Records from a point-labeling set:
⁂
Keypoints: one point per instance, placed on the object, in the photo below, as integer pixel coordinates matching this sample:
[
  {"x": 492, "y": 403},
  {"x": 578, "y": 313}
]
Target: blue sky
⁂
Job: Copy the material above word for word, keeping every line as it appears.

Solution to this task:
Keypoints: one point per instance, placed on the object, in the photo below, as integer pixel coordinates matching this sample:
[
  {"x": 492, "y": 403},
  {"x": 578, "y": 313}
]
Target: blue sky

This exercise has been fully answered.